TEXT EXCERPT ::
Calf sheds on many farms now full and the bacterial load inside them is quite high, which means that calves are now at higher risk of scour.

A number a factors could now be causing issues with scour in sheds, and the current focus should be on preventing cases and controlling the spread.

The presence of scour causing bacteria, wet bedding and the number of calves in sheds will all be contributors of sickness.


Calves that present with a case of scour need to be isolated from other calves to prevent the spread of cases.

Once the calf has been isolated, you need to keep them hydrated – as a calf with scour is losing fluid.

It is important that you continue to feed calves their milk along with electrolytes.

Sick calves should be given three to four litres of electrolytes in separate feeds to their milk feeds.

Antibiotics will be helpful to some calves, and may not work at all for others. Antibiotics should be discussed with your vet before providing them to calves.


At this stage of the year, there is an increased risk of pneumonia cases.

Some of the factors that increase the risk of pneumonia cases are:

  • Low environmental temperatures;
  • High humidity;
  • Poor ventilation;
  • Draughts;
  • Overcrowding;
  • Poor nutritional status.

To help prevent cases, you need to ensure that the shed has effective ventilation and that there are no draughts at calf level, as the environment in which calves are living in has a significant impact on them.

Many farmers wait until rearing season is over to fix issues within calf sheds, but the sooner they are resolved, the better.

You should avoid overcrowding of sheds and pens and mixing different aged calves. Each calf requires 1.5m² of lying space/calf and an air space of 7m³/calf.

Bedding shortages are an issue on many farms, but not keeping on top of the bedding could be detrimental to calf health.

The ‘knee test’ should be used to check bedding. To perform a knee test, place your knee on the straw and if it is damp, the bedding needs to be changed; if it is dry, the bedding is suitable.

Many of the factors that increase the risk of cases can be linked to the bedding, so it is vital that close attention is payed.


Continue to focus on hygiene, as doing so will best prevent cases of scour and pneumonia in sheds.

Ensure that all new calves get adequate colostrum and pens are not over stocked with calves.

Have a foot dip at the entrance to the shed and control the access, as people entering into the shed could be a scour of disease to the calves.

Some lime should be spread on the foot once the old material has been removed, and remember – avoid the use of water as it aids the bacteria.

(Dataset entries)
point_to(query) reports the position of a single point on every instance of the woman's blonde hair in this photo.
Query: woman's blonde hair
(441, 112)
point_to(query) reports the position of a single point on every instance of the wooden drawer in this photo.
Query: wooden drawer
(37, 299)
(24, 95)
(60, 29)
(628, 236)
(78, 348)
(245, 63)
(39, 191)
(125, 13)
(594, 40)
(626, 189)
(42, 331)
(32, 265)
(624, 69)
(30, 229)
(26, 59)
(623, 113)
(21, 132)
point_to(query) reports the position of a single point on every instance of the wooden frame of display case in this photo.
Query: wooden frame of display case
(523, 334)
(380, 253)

WHAT TO WORK ON ::
a: From the calf health text, write out the passage between "The presence of" and "them to calves.", inclusive.
b: According to the calf health text, how much lying space does each calf require?

SOLUTIONS IN ORDER ::
a:
The presence of scour causing bacteria, wet bedding and the number of calves in sheds will all be contributors of sickness.


Calves that present with a case of scour need to be isolated from other calves to prevent the spread of cases.

Once the calf has been isolated, you need to keep them hydrated – as a calf with scour is losing fluid.

It is important that you continue to feed calves their milk along with electrolytes.

Sick calves should be given three to four litres of electrolytes in separate feeds to their milk feeds.

Antibiotics will be helpful to some calves, and may not work at all for others. Antibiotics should be discussed with your vet before providing them to calves.

b: Each calf requires 1.5m² of lying space.